**Tarefas a realizar:**
a) Com base no relato sobre o relacionamento indefinido de Luana Magno, indique se cada afirmação está de acordo com ele: (i) Luana Magno é jornalista; (ii) desde o início, Luana desejava apenas um envolvimento casual, sem compromisso; (iii) Luana e Ricardo integravam o mesmo grupo de amigos. Responda sim ou não a cada uma e cite literalmente as palavras decisivas.
b) Dê prosseguimento ao relato sobre o relacionamento indefinido de Luana Magno a partir do ponto em que ele termina.
======== Trecho do texto ========
Um dos maiores problemas desse tipo de relacionamento é a liberdade, já que viver em cima do muro não é garantia de ter uma relação aberta. “Comecei a ter um rolo com um cara que decidiu não assumir nada. Eu até estava a fim de algo mais sério, mas, apesar de estar gostando dele, abstraí o assunto e acabamos naquele esquema ‘a gente se pega por aí’, deixando o barco correr”, conta a jornalista Luana Magno. Mas a maré não estava pra peixe e a navegação não foi das mais tranqüilas. “Nos falávamos com alguma freqüência, até porque fazíamos parte do mesmo grupo de amigos. Ficávamos de vez em quando, mas o Ricardo vira-e-mexe aparecia com outras mulheres. Embora eu tenha demorado um pouco para me conformar com aquilo, me senti livre para levar outros caras às festas”, lembra. Pouco tempo depois, Luana apresentou aos amigos um novo caso. “O Ricardo ficou transfigurado. Tentou me agarrar, bebeu, deu um chilique. Foi deprimente. Ele não queria assumir nada, mas queria me deixar presa a ele, me fazer de iô-iô. A partir daquele dia, fico sempre com o pé atrás com esses caras que não sabem se vão ou se ficam. Comigo tem que ficar tudo muito bem esclarecido”, afirma.
======== Amostras de dados ========
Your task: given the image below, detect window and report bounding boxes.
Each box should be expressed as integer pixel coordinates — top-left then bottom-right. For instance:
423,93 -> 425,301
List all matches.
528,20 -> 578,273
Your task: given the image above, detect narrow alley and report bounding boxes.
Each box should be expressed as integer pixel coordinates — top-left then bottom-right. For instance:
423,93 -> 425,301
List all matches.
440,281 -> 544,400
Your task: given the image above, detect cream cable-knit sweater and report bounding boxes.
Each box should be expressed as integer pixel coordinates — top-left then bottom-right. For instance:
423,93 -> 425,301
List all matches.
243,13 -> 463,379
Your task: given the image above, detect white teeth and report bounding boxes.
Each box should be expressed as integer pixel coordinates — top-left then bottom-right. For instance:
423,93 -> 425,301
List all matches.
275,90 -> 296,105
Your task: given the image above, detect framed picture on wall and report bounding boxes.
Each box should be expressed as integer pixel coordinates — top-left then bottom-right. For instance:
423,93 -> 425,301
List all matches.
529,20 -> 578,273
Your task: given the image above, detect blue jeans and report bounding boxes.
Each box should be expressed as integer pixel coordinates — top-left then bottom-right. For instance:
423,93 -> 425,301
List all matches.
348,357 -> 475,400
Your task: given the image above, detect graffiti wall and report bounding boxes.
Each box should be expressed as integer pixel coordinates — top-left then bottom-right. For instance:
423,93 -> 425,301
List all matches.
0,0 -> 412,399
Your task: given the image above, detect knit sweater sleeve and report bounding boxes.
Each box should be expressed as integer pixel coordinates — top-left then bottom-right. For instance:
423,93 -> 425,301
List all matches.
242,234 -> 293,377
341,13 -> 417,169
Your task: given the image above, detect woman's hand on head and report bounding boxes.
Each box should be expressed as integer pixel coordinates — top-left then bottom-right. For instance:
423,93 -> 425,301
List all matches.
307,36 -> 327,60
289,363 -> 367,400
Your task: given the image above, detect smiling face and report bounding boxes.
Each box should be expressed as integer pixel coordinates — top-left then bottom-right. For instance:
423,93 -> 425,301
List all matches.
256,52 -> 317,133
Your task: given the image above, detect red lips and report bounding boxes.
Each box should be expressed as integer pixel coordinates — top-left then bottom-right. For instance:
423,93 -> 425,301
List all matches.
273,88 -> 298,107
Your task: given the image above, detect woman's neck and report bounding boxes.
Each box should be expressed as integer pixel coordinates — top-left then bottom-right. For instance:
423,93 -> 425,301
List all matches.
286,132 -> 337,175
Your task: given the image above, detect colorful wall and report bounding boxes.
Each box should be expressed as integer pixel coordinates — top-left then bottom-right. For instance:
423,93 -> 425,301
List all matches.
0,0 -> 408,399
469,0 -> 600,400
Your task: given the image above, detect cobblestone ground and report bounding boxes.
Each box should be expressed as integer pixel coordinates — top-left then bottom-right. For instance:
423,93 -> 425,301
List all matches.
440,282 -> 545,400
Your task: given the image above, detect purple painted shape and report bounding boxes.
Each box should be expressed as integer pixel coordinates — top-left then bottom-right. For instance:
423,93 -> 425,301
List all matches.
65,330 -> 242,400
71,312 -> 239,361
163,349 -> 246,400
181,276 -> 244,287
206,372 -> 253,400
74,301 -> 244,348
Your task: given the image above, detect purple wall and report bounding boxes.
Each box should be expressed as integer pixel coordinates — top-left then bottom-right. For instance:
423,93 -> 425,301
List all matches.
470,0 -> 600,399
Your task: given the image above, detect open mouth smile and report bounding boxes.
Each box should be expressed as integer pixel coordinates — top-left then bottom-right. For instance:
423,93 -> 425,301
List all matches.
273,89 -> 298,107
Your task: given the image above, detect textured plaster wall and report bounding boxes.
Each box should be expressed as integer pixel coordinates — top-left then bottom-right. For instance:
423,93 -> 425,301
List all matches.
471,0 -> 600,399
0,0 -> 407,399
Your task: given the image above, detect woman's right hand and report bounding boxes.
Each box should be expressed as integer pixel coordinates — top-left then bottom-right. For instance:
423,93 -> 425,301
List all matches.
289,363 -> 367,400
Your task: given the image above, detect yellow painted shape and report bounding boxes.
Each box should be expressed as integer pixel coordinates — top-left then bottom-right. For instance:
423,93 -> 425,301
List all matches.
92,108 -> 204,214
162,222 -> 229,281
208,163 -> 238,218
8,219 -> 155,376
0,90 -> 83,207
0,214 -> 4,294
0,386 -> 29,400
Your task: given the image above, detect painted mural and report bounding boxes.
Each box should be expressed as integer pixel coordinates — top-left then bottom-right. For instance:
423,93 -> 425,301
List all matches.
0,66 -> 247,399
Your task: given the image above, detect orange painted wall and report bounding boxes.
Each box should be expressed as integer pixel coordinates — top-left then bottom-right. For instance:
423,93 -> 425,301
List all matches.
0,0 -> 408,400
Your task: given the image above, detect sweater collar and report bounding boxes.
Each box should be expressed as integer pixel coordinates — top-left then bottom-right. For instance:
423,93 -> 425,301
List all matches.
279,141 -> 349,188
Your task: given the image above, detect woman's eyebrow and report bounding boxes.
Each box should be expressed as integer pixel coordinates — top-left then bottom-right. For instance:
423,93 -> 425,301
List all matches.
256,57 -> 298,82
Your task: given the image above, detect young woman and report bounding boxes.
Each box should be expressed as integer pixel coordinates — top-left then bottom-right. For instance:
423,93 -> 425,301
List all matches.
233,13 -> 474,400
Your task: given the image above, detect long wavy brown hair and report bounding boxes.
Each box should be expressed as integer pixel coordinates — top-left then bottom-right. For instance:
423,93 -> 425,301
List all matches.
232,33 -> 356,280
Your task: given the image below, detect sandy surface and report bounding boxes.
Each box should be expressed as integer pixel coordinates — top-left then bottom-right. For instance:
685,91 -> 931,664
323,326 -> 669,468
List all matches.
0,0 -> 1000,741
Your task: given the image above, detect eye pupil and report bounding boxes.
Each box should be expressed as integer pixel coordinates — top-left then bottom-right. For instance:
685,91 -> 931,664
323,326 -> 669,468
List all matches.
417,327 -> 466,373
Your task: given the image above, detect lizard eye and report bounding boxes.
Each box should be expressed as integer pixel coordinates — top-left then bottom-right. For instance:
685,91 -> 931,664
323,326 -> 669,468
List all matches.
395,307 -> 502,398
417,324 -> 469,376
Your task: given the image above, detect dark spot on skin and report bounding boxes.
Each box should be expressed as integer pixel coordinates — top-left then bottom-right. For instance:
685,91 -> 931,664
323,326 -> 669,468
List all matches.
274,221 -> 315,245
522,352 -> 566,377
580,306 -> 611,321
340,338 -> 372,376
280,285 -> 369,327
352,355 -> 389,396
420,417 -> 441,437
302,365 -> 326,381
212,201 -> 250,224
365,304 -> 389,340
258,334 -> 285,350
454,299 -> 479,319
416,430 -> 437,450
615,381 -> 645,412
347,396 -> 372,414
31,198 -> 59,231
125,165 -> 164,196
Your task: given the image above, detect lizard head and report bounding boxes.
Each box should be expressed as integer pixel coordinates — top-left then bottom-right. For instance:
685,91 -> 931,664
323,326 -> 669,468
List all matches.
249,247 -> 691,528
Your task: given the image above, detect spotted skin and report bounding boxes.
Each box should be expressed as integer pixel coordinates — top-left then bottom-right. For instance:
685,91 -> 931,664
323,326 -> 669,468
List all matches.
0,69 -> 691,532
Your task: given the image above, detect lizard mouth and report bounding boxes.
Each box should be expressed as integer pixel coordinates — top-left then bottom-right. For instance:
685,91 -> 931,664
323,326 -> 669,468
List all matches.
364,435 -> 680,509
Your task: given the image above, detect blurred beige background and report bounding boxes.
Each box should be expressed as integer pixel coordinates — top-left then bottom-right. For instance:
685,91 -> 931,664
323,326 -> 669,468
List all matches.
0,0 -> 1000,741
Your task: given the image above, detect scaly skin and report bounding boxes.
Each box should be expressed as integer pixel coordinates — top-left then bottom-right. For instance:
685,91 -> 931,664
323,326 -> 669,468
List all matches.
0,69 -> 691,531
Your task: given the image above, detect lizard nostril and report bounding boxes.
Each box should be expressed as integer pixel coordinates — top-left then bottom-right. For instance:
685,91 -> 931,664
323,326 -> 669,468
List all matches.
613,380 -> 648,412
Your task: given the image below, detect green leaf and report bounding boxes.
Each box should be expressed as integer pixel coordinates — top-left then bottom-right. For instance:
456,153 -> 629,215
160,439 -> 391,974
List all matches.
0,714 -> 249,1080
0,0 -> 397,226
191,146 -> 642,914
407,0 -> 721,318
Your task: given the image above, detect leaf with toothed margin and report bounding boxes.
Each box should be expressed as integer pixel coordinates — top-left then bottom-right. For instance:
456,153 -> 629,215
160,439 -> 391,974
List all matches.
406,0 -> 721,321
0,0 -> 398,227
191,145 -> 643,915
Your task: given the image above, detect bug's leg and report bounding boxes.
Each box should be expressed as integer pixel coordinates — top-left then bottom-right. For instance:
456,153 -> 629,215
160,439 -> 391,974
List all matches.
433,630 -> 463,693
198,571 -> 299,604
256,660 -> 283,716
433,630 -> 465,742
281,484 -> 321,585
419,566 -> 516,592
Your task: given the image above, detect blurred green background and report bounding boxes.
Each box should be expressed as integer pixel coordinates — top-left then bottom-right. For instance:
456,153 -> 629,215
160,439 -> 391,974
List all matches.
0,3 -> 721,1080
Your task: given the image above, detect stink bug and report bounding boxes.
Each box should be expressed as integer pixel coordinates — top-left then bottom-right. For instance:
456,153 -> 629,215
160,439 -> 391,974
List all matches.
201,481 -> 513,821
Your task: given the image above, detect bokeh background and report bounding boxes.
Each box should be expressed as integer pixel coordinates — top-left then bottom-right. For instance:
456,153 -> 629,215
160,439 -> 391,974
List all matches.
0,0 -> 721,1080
========
**Respostas por tarefa:**
a)
(i) Sim: "conta a jornalista Luana Magno".
(ii) Não: "Eu até estava a fim de algo mais sério".
(iii) Sim: "fazíamos parte do mesmo grupo de amigos".

b)
Segundo a psicóloga Patrícia Madruga, nem sempre o que fala mais alto na hora de assumir um relacionamento são os sentimentos. “O ciúmes já é um sintoma de que se está gostando do outro, mas isso não é o suficiente”, afirma. Para ela, se o medo for maior do que a paixão, as dificuldades são grandes. “A origem disso pode estar em uma família não muito bem estruturada, sem referenciais de relacionamento ou em um trauma de outro caso, em que a pessoa se envolveu e não se sentiu correspondida à altura. Então, acaba-se criando uma bola de neve”, explica.
Por isso, terminar um namoro e engatar num outro relacionamento é garantia de viver uma situação do tipo. E quando os dois estão de ressaca, a carência vira a dor de cabeça. “Tanto eu quanto ele estávamos terminando um relacionamento de quatro anos. E a coisa começou a rolar quando ainda estávamos naquela fase de descongelamento”, lembra a analista de sistemas Lúcia Vieira. “Foi tudo muito confuso no começo, porque trabalhávamos juntos e logo nos identificamos com os problemas do outro. Acabamos confidentes”, conta. Com os relacionamentos terminados, o clima apareceu. “Éramos muito diferentes e eu acabei descobrindo nele tudo o que meu ex-namorado não tinha e vice-versa. Começamos a ficar e eu, que estava muito carente, acabei me apaixonando”, conta.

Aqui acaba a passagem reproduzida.